*Work instructions:*
Line count for "leaf": state how many lines of the data below include it, and output nothing more.

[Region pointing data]
§ §

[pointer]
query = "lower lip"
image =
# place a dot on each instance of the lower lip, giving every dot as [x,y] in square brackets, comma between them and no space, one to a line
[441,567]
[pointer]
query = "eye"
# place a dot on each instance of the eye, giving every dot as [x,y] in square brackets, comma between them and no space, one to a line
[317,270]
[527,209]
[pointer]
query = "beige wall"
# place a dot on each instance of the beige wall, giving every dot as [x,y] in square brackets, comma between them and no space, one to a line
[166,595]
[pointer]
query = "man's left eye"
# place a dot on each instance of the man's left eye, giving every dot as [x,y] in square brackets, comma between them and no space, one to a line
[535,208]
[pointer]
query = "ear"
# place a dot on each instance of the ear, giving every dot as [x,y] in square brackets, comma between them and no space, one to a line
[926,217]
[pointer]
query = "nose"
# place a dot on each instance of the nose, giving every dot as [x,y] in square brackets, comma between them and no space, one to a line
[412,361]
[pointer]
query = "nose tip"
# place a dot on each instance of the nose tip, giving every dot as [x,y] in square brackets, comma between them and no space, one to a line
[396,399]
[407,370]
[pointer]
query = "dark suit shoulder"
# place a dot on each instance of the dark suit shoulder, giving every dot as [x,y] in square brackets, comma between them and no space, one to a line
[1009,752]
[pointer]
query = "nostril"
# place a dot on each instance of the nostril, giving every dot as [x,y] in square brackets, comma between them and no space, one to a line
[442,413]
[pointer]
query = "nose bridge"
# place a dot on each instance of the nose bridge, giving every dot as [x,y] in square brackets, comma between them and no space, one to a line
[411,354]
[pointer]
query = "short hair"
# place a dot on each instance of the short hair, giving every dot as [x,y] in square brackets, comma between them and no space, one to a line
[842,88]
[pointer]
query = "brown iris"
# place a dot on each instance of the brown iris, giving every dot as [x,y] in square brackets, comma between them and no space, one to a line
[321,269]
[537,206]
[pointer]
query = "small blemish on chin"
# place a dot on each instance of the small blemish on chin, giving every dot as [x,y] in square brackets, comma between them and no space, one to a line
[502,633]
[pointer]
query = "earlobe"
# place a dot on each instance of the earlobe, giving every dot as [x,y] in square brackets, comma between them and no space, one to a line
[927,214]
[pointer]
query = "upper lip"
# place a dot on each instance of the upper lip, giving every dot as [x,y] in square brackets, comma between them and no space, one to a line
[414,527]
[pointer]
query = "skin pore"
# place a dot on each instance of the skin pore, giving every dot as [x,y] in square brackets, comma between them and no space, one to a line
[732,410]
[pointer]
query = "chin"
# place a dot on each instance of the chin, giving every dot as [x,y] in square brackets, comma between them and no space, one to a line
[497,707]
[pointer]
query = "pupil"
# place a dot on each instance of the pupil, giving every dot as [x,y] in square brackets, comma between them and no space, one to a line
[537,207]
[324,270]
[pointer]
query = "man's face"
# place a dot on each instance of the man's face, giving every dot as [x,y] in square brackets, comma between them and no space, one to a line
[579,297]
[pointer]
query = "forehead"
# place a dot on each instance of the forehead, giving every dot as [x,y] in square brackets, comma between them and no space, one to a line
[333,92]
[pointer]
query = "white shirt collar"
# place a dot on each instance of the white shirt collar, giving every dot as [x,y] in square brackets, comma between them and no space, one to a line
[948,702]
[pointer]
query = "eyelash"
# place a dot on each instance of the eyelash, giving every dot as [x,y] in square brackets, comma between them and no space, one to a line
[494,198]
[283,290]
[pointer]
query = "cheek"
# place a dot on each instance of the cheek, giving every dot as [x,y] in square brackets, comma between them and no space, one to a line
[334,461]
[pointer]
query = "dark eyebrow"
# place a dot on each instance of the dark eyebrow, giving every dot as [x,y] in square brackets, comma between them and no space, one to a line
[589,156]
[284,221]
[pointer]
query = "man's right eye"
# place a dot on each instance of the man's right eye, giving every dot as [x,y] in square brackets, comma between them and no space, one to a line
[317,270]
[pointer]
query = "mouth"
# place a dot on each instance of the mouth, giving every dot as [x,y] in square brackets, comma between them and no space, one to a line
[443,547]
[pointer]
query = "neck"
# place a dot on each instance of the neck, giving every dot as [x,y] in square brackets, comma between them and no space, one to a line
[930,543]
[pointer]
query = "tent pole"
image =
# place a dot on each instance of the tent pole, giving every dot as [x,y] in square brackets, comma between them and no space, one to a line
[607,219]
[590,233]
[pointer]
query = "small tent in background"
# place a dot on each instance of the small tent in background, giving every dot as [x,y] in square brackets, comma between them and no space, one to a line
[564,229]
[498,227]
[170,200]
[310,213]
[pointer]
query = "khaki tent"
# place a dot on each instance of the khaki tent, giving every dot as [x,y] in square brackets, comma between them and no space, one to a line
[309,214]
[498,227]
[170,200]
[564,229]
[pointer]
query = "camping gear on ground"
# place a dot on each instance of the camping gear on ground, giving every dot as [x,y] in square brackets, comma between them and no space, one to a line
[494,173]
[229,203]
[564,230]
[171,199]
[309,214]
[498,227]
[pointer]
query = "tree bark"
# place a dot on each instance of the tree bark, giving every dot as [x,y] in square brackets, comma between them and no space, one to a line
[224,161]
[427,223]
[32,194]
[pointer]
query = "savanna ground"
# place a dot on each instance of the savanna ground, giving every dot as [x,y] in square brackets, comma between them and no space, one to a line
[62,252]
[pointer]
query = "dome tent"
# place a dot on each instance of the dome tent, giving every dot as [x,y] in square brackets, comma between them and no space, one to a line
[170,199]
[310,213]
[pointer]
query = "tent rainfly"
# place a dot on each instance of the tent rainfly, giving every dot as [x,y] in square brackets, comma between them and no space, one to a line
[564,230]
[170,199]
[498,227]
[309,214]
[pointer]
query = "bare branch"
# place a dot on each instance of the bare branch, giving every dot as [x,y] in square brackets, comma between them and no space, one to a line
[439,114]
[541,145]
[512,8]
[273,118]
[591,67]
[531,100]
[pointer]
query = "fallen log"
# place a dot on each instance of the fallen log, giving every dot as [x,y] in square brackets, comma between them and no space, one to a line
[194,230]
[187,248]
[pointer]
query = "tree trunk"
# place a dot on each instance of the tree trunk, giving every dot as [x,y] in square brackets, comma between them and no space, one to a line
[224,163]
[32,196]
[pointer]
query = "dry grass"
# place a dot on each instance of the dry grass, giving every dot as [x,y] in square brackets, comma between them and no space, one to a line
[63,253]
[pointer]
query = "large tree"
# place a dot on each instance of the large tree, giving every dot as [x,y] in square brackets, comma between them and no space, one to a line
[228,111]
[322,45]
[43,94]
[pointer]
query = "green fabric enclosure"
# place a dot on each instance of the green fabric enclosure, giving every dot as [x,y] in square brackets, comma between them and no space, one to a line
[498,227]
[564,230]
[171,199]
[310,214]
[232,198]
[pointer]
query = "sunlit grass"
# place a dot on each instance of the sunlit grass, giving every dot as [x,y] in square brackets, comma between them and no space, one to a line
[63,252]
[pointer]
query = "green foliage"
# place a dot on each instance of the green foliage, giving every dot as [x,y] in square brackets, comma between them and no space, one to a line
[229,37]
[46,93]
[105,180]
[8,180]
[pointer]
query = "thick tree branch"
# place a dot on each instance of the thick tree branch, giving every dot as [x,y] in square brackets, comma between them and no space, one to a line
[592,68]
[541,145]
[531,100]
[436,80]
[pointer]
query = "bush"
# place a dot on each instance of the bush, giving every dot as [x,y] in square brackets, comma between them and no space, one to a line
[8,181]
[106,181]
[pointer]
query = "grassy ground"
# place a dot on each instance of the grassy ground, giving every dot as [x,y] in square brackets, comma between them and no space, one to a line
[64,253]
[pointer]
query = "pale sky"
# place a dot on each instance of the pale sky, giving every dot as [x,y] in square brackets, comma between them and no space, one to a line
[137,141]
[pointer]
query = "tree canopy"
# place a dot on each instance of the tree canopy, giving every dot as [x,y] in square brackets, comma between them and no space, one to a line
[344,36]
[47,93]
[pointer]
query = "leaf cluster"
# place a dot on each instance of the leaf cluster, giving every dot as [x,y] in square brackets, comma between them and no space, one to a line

§ §

*Solution below:*
2